**Exercise:** Repeat exactly the lines from the one containing "tree in this photo, one point per instance." through the last line of the records below, both included, and nothing else.

**Extracted records:**

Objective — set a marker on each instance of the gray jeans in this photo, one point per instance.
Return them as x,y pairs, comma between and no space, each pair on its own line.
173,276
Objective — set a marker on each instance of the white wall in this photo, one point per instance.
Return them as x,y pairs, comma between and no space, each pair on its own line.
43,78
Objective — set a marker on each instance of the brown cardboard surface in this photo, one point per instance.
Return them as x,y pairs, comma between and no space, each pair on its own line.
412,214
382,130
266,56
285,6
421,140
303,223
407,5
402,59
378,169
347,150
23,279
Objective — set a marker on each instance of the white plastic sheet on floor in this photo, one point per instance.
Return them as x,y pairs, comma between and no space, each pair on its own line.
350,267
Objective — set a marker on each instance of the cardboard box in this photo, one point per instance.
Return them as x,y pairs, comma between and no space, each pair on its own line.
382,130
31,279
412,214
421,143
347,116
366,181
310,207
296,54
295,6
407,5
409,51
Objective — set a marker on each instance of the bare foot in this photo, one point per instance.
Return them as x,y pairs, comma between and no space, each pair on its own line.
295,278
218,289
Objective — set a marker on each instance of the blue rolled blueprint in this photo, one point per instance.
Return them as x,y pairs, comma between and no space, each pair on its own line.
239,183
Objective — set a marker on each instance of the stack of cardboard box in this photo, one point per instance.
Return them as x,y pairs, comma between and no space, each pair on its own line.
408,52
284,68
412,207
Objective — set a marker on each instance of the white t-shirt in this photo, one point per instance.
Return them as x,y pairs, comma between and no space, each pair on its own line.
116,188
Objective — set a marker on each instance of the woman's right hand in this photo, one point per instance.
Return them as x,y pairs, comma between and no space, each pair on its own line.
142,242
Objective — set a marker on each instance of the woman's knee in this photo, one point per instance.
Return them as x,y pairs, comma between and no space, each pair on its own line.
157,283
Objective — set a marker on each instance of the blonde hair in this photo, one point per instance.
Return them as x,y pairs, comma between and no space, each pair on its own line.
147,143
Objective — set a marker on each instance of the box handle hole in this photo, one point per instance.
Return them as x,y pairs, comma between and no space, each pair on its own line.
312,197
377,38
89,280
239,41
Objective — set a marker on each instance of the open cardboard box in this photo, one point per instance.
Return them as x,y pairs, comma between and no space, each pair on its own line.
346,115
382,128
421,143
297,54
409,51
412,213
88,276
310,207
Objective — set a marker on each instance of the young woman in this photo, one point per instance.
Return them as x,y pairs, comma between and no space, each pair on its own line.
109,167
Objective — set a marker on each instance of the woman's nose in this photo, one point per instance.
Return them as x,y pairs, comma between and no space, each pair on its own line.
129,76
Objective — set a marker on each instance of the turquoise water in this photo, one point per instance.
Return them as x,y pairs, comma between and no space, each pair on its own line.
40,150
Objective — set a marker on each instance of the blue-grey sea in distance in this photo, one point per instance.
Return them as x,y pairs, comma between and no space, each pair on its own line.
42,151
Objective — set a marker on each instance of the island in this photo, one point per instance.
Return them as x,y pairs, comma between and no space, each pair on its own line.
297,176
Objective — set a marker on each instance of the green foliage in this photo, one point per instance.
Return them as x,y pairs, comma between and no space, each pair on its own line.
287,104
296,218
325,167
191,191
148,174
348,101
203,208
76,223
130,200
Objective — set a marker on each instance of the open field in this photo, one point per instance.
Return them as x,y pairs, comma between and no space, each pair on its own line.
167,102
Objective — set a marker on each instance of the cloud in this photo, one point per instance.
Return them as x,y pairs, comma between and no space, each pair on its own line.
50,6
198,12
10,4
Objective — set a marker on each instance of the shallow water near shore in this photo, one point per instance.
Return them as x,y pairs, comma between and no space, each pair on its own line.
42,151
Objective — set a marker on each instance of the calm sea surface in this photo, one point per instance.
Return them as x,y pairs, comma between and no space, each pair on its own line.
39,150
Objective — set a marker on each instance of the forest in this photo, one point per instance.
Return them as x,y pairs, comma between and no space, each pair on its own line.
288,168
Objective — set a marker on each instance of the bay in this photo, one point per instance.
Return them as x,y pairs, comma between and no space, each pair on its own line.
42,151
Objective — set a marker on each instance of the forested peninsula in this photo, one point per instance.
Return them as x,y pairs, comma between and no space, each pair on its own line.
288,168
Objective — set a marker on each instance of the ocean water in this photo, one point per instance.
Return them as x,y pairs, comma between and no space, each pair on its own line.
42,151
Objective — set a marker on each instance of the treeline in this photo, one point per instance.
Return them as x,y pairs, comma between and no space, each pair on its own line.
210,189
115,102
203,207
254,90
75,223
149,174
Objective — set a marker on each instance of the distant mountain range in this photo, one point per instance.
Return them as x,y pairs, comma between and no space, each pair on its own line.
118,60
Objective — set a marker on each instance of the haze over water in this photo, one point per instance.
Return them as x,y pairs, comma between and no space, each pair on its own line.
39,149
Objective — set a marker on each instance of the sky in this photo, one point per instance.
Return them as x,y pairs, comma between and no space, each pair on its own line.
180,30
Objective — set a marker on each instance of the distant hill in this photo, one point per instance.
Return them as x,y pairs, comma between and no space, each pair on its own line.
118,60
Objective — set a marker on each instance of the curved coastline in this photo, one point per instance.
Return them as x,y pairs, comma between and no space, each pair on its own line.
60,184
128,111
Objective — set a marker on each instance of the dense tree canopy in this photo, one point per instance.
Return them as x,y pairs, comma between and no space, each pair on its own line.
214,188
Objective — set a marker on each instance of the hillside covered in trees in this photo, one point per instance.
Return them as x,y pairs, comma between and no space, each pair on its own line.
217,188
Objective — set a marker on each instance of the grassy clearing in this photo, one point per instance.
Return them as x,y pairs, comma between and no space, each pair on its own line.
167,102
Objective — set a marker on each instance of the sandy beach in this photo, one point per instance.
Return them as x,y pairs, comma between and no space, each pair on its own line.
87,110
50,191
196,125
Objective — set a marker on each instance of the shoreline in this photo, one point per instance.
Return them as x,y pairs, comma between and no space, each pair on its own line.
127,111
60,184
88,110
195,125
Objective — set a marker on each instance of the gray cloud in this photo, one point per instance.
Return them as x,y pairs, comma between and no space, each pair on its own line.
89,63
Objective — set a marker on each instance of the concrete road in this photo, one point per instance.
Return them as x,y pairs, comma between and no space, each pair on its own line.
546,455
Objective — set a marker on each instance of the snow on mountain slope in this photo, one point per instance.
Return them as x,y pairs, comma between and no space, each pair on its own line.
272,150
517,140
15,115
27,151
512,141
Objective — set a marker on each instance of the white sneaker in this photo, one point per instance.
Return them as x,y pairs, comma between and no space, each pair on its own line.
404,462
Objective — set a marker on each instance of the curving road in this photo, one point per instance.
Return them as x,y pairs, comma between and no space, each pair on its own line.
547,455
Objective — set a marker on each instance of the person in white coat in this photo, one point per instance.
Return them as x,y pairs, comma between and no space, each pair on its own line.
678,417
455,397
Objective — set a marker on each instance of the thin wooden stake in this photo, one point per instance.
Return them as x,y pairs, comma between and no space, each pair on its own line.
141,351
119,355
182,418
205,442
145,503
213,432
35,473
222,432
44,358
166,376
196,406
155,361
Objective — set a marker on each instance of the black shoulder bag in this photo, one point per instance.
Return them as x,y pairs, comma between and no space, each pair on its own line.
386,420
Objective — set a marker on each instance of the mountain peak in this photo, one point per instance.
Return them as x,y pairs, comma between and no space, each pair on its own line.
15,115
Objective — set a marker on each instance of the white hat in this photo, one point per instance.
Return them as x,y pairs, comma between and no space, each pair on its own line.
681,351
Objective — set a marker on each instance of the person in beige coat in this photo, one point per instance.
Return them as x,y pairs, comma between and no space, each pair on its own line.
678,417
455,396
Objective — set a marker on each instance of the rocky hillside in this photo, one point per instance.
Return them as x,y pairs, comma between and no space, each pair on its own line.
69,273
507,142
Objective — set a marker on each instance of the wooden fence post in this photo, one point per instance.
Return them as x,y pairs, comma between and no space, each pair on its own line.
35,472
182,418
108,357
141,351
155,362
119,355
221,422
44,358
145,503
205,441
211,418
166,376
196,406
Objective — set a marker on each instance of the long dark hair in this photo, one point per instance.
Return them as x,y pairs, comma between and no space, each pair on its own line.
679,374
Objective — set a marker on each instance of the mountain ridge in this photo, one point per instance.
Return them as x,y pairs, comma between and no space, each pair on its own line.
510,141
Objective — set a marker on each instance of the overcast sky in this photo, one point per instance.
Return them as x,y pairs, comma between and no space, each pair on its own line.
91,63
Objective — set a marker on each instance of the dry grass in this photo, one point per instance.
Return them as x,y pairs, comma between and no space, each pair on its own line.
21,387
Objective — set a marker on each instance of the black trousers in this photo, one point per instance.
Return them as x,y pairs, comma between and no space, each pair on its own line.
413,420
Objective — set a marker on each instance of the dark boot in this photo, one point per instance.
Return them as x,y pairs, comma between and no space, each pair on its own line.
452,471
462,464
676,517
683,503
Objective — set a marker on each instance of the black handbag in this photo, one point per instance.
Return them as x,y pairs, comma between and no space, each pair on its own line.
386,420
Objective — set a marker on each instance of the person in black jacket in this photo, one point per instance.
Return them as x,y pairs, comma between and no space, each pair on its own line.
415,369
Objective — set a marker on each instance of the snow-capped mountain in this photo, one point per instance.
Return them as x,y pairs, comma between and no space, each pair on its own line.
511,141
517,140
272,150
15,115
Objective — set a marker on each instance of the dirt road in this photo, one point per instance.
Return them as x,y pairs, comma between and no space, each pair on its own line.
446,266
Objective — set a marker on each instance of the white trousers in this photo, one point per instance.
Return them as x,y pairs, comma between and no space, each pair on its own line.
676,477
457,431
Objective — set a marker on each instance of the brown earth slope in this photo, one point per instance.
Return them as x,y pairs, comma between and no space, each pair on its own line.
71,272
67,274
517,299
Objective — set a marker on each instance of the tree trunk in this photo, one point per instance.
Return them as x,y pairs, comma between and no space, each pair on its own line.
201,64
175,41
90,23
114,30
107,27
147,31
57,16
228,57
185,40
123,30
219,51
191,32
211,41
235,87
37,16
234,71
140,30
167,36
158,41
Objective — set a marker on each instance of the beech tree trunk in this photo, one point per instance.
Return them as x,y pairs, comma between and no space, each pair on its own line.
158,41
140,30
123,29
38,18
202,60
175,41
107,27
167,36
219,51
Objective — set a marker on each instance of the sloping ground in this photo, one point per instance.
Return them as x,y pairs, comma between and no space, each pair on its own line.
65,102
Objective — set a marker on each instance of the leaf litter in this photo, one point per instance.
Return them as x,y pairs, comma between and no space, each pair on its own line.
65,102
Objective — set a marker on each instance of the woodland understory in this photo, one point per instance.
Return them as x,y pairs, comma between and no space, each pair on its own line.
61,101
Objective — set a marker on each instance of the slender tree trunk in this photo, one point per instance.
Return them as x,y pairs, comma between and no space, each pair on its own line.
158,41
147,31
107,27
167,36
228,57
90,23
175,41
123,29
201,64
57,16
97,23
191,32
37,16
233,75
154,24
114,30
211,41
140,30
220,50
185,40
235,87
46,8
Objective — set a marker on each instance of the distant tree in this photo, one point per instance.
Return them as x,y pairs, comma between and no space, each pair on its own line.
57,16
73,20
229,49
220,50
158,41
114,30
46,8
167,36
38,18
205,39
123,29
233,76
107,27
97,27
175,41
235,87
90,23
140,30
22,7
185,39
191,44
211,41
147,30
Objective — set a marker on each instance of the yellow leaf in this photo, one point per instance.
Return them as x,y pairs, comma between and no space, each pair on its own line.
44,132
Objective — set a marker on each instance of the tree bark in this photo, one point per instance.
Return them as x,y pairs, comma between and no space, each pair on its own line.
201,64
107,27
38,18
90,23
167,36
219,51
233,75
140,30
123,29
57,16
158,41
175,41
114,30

**Answer to the problem:**
Objective — set a marker on each instance of the distant tree in this photo, one point per instance.
Return them as x,y pairs, comma between and no space, each pair on its own line.
57,16
73,20
229,49
220,50
158,41
114,30
46,8
167,36
38,18
205,39
123,29
233,76
107,27
97,27
175,41
235,87
90,23
140,30
22,7
185,39
191,44
211,41
147,30
Objective — set a marker on each instance of the yellow leaf in this photo, one point per instance.
Return them as x,y pairs, comma between and no space, each pair on its own line.
44,132
Objective — set a marker on each instance of the tree bark in this photo, one point per instance.
Return them as x,y pairs, comma between and no space, each pair on its own line.
201,64
107,27
38,18
90,23
167,36
219,51
233,75
140,30
123,29
57,16
158,41
175,41
114,30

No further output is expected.